Stored records:
━━━━━━━━━━

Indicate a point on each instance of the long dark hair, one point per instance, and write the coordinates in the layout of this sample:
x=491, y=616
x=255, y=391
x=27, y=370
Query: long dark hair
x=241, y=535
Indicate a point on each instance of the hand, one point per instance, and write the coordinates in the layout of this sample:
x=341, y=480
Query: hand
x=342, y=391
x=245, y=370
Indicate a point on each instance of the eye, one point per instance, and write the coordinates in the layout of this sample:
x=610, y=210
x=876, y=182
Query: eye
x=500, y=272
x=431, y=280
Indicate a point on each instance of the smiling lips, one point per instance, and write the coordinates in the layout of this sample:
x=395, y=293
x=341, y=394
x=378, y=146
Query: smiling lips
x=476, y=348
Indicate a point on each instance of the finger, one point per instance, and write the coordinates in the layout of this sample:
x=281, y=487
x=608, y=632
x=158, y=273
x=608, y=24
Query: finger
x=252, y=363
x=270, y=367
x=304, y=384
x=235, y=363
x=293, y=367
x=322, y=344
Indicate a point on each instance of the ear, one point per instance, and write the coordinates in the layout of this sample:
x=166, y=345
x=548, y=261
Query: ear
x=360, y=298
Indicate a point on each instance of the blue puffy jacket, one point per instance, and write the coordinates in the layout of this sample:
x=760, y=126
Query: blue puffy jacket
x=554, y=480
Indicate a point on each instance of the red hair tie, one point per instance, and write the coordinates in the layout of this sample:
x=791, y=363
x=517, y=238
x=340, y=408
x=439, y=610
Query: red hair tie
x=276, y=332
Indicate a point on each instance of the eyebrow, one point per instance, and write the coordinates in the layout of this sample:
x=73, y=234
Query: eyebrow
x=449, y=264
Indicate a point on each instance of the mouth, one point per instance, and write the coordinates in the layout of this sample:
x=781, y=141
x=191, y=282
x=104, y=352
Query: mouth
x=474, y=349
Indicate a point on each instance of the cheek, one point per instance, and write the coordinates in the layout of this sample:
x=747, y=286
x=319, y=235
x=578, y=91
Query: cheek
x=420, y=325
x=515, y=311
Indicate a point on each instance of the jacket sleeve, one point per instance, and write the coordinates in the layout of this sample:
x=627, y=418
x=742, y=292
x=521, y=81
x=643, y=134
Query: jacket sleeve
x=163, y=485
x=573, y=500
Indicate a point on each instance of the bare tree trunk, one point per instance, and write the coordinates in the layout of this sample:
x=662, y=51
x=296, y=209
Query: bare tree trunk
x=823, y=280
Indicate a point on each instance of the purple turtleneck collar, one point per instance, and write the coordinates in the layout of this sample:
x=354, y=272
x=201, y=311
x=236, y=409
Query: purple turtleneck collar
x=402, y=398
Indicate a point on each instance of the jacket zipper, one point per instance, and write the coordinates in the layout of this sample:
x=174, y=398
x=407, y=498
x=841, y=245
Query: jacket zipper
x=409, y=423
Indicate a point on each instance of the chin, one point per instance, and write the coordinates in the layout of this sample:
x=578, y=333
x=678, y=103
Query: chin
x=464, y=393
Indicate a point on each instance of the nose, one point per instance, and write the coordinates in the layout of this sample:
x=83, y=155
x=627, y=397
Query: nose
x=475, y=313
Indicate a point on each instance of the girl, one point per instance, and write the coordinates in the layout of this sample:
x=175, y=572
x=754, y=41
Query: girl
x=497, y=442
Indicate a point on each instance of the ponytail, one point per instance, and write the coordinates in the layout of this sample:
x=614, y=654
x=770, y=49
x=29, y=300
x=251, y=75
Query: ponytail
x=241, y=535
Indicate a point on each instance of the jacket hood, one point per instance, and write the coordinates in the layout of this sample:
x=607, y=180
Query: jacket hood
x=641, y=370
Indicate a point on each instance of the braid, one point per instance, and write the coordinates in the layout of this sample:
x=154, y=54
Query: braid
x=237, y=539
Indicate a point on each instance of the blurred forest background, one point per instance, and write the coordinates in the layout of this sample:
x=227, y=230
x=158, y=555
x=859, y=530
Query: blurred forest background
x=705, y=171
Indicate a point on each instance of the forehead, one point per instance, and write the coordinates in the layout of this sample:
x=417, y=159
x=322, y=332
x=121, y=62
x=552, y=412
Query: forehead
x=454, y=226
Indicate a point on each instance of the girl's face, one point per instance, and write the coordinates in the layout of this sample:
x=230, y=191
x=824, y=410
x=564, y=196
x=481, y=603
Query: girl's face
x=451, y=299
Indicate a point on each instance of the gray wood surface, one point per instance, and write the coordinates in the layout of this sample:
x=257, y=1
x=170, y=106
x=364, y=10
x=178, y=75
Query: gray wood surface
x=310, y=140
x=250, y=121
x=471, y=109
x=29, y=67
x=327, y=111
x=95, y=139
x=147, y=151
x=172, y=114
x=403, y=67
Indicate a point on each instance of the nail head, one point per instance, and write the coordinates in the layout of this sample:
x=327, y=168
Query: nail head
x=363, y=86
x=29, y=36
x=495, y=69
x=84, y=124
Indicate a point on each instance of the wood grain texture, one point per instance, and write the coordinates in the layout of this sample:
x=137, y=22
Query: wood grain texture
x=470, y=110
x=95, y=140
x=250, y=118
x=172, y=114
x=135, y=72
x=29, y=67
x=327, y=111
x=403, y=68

━━━━━━━━━━

- Task item -
Nothing in the records should be left out; write all of them out again exactly.

- Solution -
Indicate a point on each instance of the long dark hair, one point per instance, and write the coordinates in the layout of this sample:
x=491, y=616
x=255, y=391
x=27, y=370
Query: long dark hair
x=241, y=535
Indicate a point on each instance of the hand, one point per instance, and write the coordinates in the layout of this sample:
x=341, y=480
Query: hand
x=342, y=391
x=245, y=370
Indicate a point on each instance of the eye, one point per instance, and write the coordinates in the layout of this sample:
x=610, y=210
x=876, y=182
Query: eye
x=500, y=272
x=431, y=280
Indicate a point on each instance of the smiling lips, one point per instance, and write the coordinates in the layout of this sample:
x=395, y=293
x=341, y=394
x=378, y=146
Query: smiling lips
x=476, y=348
Indicate a point on each instance of the finger, one point per instance, and write the coordinates in the layout of this sample:
x=281, y=487
x=608, y=632
x=158, y=273
x=608, y=24
Query: finger
x=252, y=363
x=270, y=367
x=304, y=384
x=235, y=363
x=293, y=367
x=322, y=344
Indicate a point on each instance of the ear, one point per instance, and write the coordinates in the layout of this sample:
x=166, y=345
x=548, y=261
Query: ear
x=360, y=298
Indicate a point on each instance of the blue puffy jacket, one point per instance, and write the coordinates in the layout of this sample:
x=760, y=126
Query: blue puffy jacket
x=554, y=480
Indicate a point on each instance of the red hair tie, one point per instance, and write the coordinates in the layout of this sample:
x=791, y=363
x=517, y=238
x=340, y=408
x=439, y=610
Query: red hair tie
x=276, y=332
Indicate a point on each instance of the eyebrow, one point per instance, and write the coordinates in the layout of this sample:
x=73, y=234
Query: eyebrow
x=449, y=264
Indicate a point on each instance of the mouth, one point per instance, and write the coordinates in the layout of this sample:
x=781, y=141
x=191, y=282
x=104, y=352
Query: mouth
x=474, y=349
Indicate a point on each instance of the cheek, one point per instance, and write the coordinates in the layout of this sample:
x=747, y=286
x=319, y=235
x=578, y=91
Query: cheek
x=420, y=325
x=515, y=311
Indicate a point on each instance of the jacket sleeve, one point per instance, and write the coordinates in the layout of this sample:
x=627, y=418
x=742, y=292
x=521, y=81
x=643, y=134
Query: jacket sleeve
x=163, y=485
x=573, y=500
Indicate a point on each instance of the bare tree trunk, one point per instance, and write the coordinates in the layout of this sample:
x=662, y=51
x=296, y=209
Query: bare tree trunk
x=823, y=280
Indicate a point on each instance of the purple turtleneck collar, one point per instance, and write the coordinates in the layout of this sample:
x=354, y=272
x=201, y=311
x=236, y=409
Query: purple turtleneck collar
x=402, y=398
Indicate a point on each instance of the jacket zipper, one point per instance, and write the coordinates in the layout of this sample:
x=174, y=398
x=407, y=498
x=841, y=245
Query: jacket zipper
x=409, y=423
Indicate a point on each instance of the chin, one point per instance, and write the coordinates in the layout of this sample:
x=578, y=333
x=678, y=103
Query: chin
x=464, y=393
Indicate a point on each instance of the nose, one point per instance, and write the coordinates in the layout of this sample:
x=83, y=155
x=627, y=397
Query: nose
x=475, y=313
Indicate a point on each instance of the girl, one point per instance, and write the coordinates in the layout of this sample:
x=175, y=572
x=754, y=41
Query: girl
x=497, y=442
Indicate a point on each instance of the ponytail, one point per instance, and write the coordinates in the layout of this sample:
x=614, y=654
x=770, y=49
x=29, y=300
x=251, y=75
Query: ponytail
x=241, y=535
Indicate a point on each instance of the jacket hood, one point per instance, and write the coordinates in the layout of this sample:
x=607, y=180
Query: jacket hood
x=641, y=370
Indicate a point on each instance of the braid, one point per instance, and write the coordinates in the layout of this sample:
x=154, y=54
Query: braid
x=237, y=539
Indicate a point on each instance of the blurred forest background, one point per instance, and write the coordinates in the layout of this sample:
x=227, y=230
x=158, y=555
x=859, y=530
Query: blurred forest background
x=705, y=171
Indicate a point on each instance of the forehead, one point per instance, and write the coordinates in the layout of this sample:
x=417, y=159
x=322, y=332
x=121, y=62
x=552, y=412
Query: forehead
x=454, y=226
Indicate a point on each instance of the girl's face, one point per instance, and write the coordinates in the layout of this sample:
x=230, y=191
x=824, y=410
x=564, y=196
x=481, y=603
Query: girl's face
x=451, y=299
Indicate a point on each instance of the gray wood surface, one point per instance, and write the coordinates in the layout of this sample:
x=257, y=1
x=170, y=106
x=364, y=10
x=178, y=75
Query: gray wood surface
x=310, y=140
x=250, y=121
x=471, y=109
x=29, y=67
x=327, y=111
x=95, y=139
x=147, y=151
x=172, y=114
x=403, y=67
Indicate a point on each instance of the nail head, one point per instance, and write the coordinates in the layout of this sample:
x=327, y=168
Query: nail head
x=363, y=86
x=29, y=36
x=495, y=69
x=84, y=124
Indicate a point on each instance of the wood grain texture, one point per instance, and write the coordinates in the layout of this sample:
x=137, y=22
Query: wood grain texture
x=470, y=110
x=95, y=140
x=250, y=118
x=172, y=114
x=135, y=72
x=29, y=67
x=327, y=111
x=403, y=68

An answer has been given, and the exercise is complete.